── EXERCISE DATA

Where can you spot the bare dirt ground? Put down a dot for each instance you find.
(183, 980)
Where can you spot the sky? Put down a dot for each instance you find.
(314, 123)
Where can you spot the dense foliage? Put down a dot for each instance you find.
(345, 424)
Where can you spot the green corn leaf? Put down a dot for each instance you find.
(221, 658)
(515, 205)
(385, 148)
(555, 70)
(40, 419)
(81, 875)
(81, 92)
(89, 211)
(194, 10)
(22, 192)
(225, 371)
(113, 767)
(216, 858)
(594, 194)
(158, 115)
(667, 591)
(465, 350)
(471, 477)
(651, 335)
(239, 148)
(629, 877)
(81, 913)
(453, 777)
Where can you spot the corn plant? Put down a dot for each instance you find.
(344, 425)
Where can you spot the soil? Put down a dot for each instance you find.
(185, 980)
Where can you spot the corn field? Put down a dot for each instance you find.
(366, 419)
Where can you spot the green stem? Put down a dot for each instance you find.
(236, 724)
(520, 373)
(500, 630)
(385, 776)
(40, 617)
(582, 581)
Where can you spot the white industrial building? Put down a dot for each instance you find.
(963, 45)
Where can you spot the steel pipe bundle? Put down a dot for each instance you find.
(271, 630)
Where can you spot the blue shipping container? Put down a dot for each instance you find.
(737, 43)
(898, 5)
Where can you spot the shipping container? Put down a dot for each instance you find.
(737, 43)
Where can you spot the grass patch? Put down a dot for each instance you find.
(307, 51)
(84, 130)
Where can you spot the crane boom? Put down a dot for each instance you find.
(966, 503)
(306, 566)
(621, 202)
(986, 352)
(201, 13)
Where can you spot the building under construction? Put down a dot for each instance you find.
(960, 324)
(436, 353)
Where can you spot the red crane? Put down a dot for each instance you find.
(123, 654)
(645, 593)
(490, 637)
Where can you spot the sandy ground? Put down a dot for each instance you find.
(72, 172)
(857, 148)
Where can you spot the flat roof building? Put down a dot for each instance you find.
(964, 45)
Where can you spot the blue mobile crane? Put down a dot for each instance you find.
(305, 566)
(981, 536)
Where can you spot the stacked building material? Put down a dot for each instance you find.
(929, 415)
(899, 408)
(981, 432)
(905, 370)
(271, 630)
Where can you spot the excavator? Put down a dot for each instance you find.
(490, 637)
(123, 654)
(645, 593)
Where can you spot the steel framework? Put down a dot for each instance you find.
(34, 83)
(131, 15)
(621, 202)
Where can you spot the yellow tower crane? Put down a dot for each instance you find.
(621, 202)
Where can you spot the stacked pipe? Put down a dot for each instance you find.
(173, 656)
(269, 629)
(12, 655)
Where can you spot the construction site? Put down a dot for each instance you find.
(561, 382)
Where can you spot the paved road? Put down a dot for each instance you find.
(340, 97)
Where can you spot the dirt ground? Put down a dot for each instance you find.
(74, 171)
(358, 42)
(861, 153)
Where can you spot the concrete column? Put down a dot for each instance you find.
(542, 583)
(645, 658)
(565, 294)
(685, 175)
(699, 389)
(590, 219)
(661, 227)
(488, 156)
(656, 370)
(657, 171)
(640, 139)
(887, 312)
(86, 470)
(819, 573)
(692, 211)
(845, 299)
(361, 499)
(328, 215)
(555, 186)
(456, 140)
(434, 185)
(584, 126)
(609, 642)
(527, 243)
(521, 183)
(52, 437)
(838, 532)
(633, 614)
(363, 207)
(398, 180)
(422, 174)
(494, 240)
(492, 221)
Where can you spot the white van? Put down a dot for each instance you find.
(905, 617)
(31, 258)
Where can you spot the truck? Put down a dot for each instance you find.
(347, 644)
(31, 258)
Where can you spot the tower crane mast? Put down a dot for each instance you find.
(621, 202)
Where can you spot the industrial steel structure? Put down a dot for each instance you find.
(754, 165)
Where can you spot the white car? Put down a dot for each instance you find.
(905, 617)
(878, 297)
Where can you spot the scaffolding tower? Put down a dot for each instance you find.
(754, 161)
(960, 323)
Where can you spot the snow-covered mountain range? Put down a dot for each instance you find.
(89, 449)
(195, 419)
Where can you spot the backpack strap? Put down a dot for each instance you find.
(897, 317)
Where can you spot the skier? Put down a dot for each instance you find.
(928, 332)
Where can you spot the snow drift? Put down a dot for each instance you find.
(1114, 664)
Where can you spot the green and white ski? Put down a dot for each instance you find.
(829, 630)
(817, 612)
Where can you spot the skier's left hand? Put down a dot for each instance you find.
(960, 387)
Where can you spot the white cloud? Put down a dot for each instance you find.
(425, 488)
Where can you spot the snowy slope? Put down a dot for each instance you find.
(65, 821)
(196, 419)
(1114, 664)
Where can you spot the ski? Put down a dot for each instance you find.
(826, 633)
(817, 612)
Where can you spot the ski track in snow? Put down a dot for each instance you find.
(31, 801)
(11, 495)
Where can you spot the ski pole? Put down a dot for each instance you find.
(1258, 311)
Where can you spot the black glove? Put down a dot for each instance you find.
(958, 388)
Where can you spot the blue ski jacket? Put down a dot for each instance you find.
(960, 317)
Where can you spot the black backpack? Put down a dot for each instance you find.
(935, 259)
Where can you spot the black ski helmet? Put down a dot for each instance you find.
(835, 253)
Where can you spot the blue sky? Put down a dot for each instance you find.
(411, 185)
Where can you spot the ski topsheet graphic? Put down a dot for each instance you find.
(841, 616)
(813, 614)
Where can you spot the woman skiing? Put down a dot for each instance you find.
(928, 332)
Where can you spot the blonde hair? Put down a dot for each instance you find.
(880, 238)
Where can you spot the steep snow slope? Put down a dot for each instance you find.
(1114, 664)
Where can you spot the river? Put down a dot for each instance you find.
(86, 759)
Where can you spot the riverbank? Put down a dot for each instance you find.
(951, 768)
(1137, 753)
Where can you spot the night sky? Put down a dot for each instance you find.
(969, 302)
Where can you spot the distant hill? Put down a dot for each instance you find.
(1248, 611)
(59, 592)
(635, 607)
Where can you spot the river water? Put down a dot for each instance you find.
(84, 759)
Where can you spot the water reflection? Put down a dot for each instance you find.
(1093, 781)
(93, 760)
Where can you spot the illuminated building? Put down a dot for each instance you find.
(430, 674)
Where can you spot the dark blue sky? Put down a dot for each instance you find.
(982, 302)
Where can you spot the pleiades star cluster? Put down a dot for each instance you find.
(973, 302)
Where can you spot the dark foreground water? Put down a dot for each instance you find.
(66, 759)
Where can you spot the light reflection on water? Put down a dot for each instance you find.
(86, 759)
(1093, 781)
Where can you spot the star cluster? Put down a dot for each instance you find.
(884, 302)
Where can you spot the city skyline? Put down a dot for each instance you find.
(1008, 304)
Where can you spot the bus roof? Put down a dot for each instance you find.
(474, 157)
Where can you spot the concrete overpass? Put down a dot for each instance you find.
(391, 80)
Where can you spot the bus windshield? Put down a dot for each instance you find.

────

Update the data above by replacing every "instance" with "occurrence" and leaving everything else unchanged.

Where can you spot the bare dirt ground? Put down a dot for each occurrence you find.
(183, 980)
Where can you spot the sky? Put down a dot for each occurrence you find.
(314, 123)
Where can you spot the dense foliage? Put down a dot for each occurrence you find.
(345, 424)
Where can you spot the green corn leaf? Put down a dot for each occurrence you find.
(221, 658)
(515, 205)
(385, 148)
(555, 70)
(40, 419)
(81, 875)
(81, 92)
(89, 211)
(194, 10)
(22, 192)
(225, 371)
(113, 767)
(216, 858)
(594, 194)
(158, 115)
(667, 591)
(465, 350)
(471, 477)
(651, 335)
(239, 148)
(629, 877)
(81, 913)
(453, 777)
Where can you spot the corn plant? Put down a dot for each occurrence you find.
(344, 425)
Where can you spot the soil? Put down a dot for each occurrence you find.
(185, 980)
Where can you spot the corn field? Put down a dot for each occurrence you find.
(366, 419)
Where can you spot the green stem? Put down a dot for each occurrence you find.
(236, 724)
(520, 373)
(500, 630)
(385, 776)
(40, 617)
(582, 581)
Where can you spot the white industrial building? Put down a dot for each occurrence you find.
(963, 45)
Where can you spot the steel pipe bundle? Put down a dot for each occurrence you find.
(271, 630)
Where can you spot the blue shipping container? Put down a dot for each occurrence you find.
(737, 43)
(898, 5)
Where can you spot the shipping container? Put down a dot for each occurrence you find.
(737, 43)
Where can you spot the grass patch? Put down a dot for each occurrence you find.
(307, 51)
(84, 130)
Where can you spot the crane boom? Put down a dot for each occurrence you find.
(966, 503)
(306, 566)
(621, 202)
(986, 352)
(201, 13)
Where can you spot the building under construction? Put down a dot for each occurrence you find.
(960, 324)
(436, 353)
Where can you spot the red crane? Put down a dot for each occurrence you find.
(123, 654)
(645, 593)
(490, 637)
Where can you spot the sandy ground? Put down a dot for each occurrence you find.
(72, 172)
(857, 148)
Where can you spot the flat roof building? Put down a dot for each occurrence you find.
(964, 45)
Where can you spot the blue mobile crane? Put down a dot for each occurrence you find.
(305, 566)
(981, 536)
Where can you spot the stacked building material? Put down a dot for each occurrence you find.
(929, 415)
(899, 408)
(981, 432)
(905, 370)
(271, 630)
Where can you spot the excavator? Put down a dot for each occurrence you find.
(490, 637)
(123, 654)
(645, 593)
Where can you spot the steel framework? Put down a dot for each occurrence you find.
(34, 83)
(131, 15)
(621, 202)
Where can you spot the yellow tower crane? Put down a dot for each occurrence you find.
(621, 202)
Where can you spot the stacked pipe? Put down a dot for each occurrence you find.
(173, 656)
(269, 629)
(12, 655)
Where can you spot the construction site? Put down a dot for each occurrence you find.
(561, 382)
Where can you spot the paved road? Put down a dot for each occurrence you find.
(340, 97)
Where can you spot the dirt ground? Put down a dot for each occurrence you find.
(74, 171)
(358, 42)
(861, 153)
Where can you spot the concrete column? Put down a dot for each occurrence you find.
(542, 583)
(645, 658)
(565, 294)
(685, 175)
(699, 389)
(590, 219)
(661, 227)
(488, 156)
(656, 370)
(657, 171)
(640, 139)
(887, 312)
(86, 470)
(819, 573)
(692, 211)
(845, 299)
(361, 499)
(328, 215)
(555, 186)
(456, 140)
(434, 185)
(584, 126)
(609, 642)
(527, 243)
(521, 183)
(52, 437)
(838, 532)
(633, 614)
(363, 207)
(398, 180)
(422, 174)
(494, 240)
(492, 221)
Where can you spot the white van? Put down a dot for each occurrence you find.
(905, 617)
(31, 258)
Where can you spot the truck? Put down a dot for each occurrence you find.
(347, 644)
(31, 258)
Where can you spot the tower crane mast? Put down a dot for each occurrence you find.
(621, 202)
Where can you spot the industrial steel structure? Put down a dot for each occurrence you find.
(754, 165)
Where can you spot the white car? Put down a dot for each occurrence you find.
(905, 617)
(878, 297)
Where can you spot the scaffolding tower? Put down a dot for each occurrence you find.
(754, 161)
(960, 323)
Where can you spot the snow-covered mountain range? Put down a dot for each occurrence you find.
(89, 449)
(195, 419)
Where can you spot the backpack strap? Put down a dot for each occurrence you find.
(897, 317)
Where can you spot the skier? Put down a dot for each occurrence you find.
(928, 332)
Where can you spot the snow drift? Put down a dot for each occurrence you find.
(1114, 664)
Where can you spot the green and white ski? Put down a dot for each occurrence you find.
(829, 630)
(817, 612)
Where can you spot the skier's left hand? Put down a dot for each occurrence you find.
(960, 387)
Where can you spot the white cloud? Put down a dot for each occurrence you find.
(425, 488)
Where can you spot the snowy slope? Put down a dot for each occurrence you find.
(65, 821)
(196, 419)
(1114, 664)
Where can you spot the ski? Put down a dot for each occurrence you find.
(826, 633)
(817, 612)
Where can you spot the ski track in snow? Put down a dot for each occurrence you find.
(31, 801)
(11, 495)
Where can you spot the ski pole? Put down a dot for each occurrence you find.
(1258, 311)
Where can you spot the black glove? Put down a dot for each occurrence you find.
(958, 388)
Where can you spot the blue ski jacket? Put down a dot for each occurrence you find.
(960, 317)
Where can you spot the black backpack? Put down a dot for each occurrence you find.
(935, 259)
Where can you spot the black ski helmet? Put down a dot for each occurrence you find.
(835, 253)
Where can you spot the blue sky? Put down a dot for each occurrence you find.
(411, 185)
Where can you spot the ski topsheet graphic? Put down a dot for each occurrence you find.
(841, 616)
(813, 614)
Where can you spot the woman skiing? Put down a dot for each occurrence you find.
(928, 332)
Where can you spot the blonde hair? Put down a dot for each occurrence you find.
(880, 238)
Where can you spot the steep snow slope? Put down a dot for each occurrence you find.
(1114, 664)
Where can you spot the river? Put down a dot for each occurrence you find.
(86, 759)
Where can you spot the riverbank? Put down a dot for each occurrence you find.
(951, 768)
(1137, 753)
Where can you spot the night sky? Put down a dot for each occurrence you find.
(969, 302)
Where can you spot the distant hill? Put down a dot for each occurrence you find.
(1248, 611)
(59, 592)
(635, 607)
Where can you spot the river water? Put down a dot for each occurrence you find.
(84, 759)
Where can you spot the water reflection? Put down a dot for each occurrence you find.
(1093, 781)
(93, 760)
Where can you spot the illuminated building? Put down a dot for each occurrence you find.
(430, 674)
Where can you spot the dark blue sky? Put down a dot for each occurrence you find.
(982, 302)
Where can you spot the pleiades star cluster? Put down a dot for each occurrence you find.
(973, 302)
Where can you spot the dark foreground water? Put down a dot for each occurrence you find.
(66, 759)
Where can you spot the light reflection on water? Put down a dot for each occurrence you find.
(86, 759)
(1093, 781)
Where can you spot the star cluster? Put down a dot for each occurrence you find.
(884, 302)
Where can you spot the city skyline? Put down a dot for each occurrence you find.
(1008, 304)
Where can you spot the bus roof? Put down a dot for each occurrence you find.
(474, 157)
Where can you spot the concrete overpass? Put down a dot for each occurrence you find.
(391, 80)
Where can you spot the bus windshield? Put down a dot for each occurrence you find.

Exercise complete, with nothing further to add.